Location annotation dataset excerpts:
* * * * * * * * *
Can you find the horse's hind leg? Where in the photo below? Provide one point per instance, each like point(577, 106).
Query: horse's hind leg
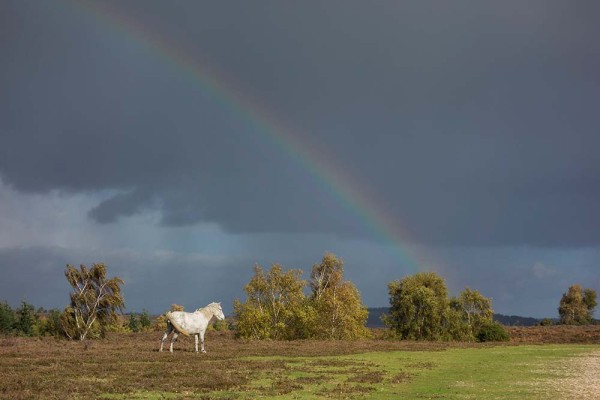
point(173, 339)
point(167, 333)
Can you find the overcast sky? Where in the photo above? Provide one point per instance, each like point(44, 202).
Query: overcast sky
point(182, 142)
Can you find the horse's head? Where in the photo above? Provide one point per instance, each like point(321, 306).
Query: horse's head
point(219, 312)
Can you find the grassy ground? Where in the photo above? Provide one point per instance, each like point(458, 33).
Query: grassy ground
point(128, 366)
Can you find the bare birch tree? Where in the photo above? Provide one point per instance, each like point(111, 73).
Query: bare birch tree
point(94, 300)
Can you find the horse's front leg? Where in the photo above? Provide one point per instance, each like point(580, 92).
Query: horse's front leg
point(202, 342)
point(162, 341)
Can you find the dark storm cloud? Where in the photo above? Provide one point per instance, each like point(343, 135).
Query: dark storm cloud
point(474, 122)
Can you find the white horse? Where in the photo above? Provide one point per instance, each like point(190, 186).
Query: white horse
point(191, 323)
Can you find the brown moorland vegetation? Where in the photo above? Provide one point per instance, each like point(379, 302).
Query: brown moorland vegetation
point(130, 363)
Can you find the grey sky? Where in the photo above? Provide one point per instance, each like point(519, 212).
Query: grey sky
point(474, 124)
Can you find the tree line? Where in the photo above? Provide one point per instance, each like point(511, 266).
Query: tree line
point(276, 307)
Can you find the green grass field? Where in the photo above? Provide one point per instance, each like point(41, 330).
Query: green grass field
point(129, 367)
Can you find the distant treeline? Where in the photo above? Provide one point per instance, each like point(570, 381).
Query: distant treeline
point(374, 320)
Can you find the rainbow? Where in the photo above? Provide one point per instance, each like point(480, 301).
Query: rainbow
point(330, 177)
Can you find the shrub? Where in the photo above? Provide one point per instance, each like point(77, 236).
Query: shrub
point(492, 332)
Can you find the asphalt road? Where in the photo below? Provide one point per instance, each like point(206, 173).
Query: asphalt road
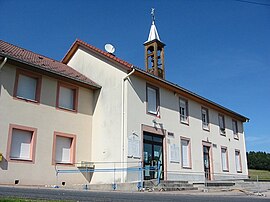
point(71, 195)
* * * * * * * * *
▶ [To do] Rewrite all of the material above, replacing "Provide one point per instance" with "Give one point for each instance" wherever it occurs and leaving everything else unchanged. Omit the pictures.

▶ [Answer for this exercise]
Can you find the horse's hind leg? Where in the photo below? Give one point for each instance, each like point(577, 106).
Query: horse's hind leg
point(173, 339)
point(167, 333)
Can you find the overcast sky? Where in the photo above? Give one point for each instance, each like point(44, 202).
Query: overcast sky
point(182, 142)
Can you find the horse's head? Where in the photo above? Give one point for each instance, each like point(321, 306).
Query: horse's head
point(219, 312)
Can you find the grassy ground? Where in the photo above? Give one point for each instance, each like point(458, 33).
Query: grassy ground
point(128, 366)
Can you find the bare birch tree? Where in the photo above? Give one point for each instance, each like point(111, 73).
Query: bare birch tree
point(94, 300)
Can you find the horse's front leg? Where in the photo above? Give one point for each instance, each like point(580, 92).
Query: horse's front leg
point(202, 342)
point(162, 341)
Can you find the dark storm cloud? Where in the photo above? Give one point for each instance, each like point(343, 135).
Query: dark storm cloud
point(474, 122)
Can you find the white horse? Where in the photo above? Give one point for each instance, each like point(190, 186).
Query: white horse
point(191, 323)
Can you find the brown moorland vegetation? Where in the photo above? Give one point for each instance, each like point(379, 302).
Query: brown moorland vegetation
point(130, 363)
Can you find the grey sky? Where in the photo above? Give one point for each instance, each like point(519, 212).
Query: grey sky
point(474, 124)
Can you find the tree line? Where in the photo above? Give one point for each instance, each like point(511, 266).
Query: tree line
point(276, 307)
Can you find the green grass field? Where in the photo above? Give one point for each instance, each like point(41, 330).
Query: green grass field
point(129, 367)
Can you find the distant treeline? Where in the photo above? Give one point for each instance, each like point(570, 381).
Query: distant treeline
point(374, 320)
Can you find the rainbow? Where in the photo above? Give one point for each instance, each like point(480, 301).
Query: rainbow
point(330, 177)
Can you find the shrub? Where in the photo above? Give one point for each instance, each like point(77, 236).
Query: shrub
point(492, 332)
Can you find the asphalt road? Where in the photo below? Give one point for each instance, each like point(206, 173).
Query: asphalt road
point(71, 195)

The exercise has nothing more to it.